• [Required action] Within the listing below, how many lines hold "people"? Reply with that number and no other text.

• [Records for this task]
○ ○ ○

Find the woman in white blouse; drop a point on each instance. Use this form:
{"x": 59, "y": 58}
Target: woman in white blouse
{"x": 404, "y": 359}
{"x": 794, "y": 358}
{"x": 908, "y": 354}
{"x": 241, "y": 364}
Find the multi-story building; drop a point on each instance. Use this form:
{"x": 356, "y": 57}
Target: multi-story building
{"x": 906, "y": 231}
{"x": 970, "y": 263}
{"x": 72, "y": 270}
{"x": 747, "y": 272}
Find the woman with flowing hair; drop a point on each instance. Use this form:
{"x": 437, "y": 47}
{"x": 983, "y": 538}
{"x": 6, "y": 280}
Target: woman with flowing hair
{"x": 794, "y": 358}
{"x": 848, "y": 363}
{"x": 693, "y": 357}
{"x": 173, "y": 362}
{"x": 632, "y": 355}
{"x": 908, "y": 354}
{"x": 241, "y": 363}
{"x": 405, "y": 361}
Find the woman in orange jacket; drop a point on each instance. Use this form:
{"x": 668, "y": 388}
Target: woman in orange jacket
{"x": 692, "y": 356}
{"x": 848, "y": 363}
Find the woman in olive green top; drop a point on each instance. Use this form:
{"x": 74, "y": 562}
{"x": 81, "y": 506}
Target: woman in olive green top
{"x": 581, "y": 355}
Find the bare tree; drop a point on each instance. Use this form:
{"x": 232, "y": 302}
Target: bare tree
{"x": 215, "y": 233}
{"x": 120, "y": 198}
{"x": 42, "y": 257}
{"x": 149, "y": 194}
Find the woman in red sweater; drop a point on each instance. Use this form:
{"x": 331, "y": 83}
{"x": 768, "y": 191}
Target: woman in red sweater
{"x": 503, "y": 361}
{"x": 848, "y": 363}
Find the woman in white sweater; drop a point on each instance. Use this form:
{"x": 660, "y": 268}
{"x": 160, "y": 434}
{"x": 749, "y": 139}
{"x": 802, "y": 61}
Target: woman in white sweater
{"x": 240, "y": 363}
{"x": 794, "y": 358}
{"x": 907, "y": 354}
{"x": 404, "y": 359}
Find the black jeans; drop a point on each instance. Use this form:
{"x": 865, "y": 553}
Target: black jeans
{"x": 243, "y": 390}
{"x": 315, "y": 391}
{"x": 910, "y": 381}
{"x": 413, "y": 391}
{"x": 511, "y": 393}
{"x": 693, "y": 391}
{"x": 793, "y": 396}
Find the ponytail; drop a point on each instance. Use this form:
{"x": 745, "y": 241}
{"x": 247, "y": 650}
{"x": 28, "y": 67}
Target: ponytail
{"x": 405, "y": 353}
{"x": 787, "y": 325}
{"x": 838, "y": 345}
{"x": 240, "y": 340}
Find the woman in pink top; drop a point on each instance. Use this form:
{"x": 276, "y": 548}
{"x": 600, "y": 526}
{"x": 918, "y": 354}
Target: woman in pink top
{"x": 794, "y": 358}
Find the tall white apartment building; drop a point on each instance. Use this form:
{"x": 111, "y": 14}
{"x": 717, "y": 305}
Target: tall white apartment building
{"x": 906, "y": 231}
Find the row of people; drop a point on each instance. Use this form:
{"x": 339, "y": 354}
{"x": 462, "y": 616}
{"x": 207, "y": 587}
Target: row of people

○ ○ ○

• [Response below] 2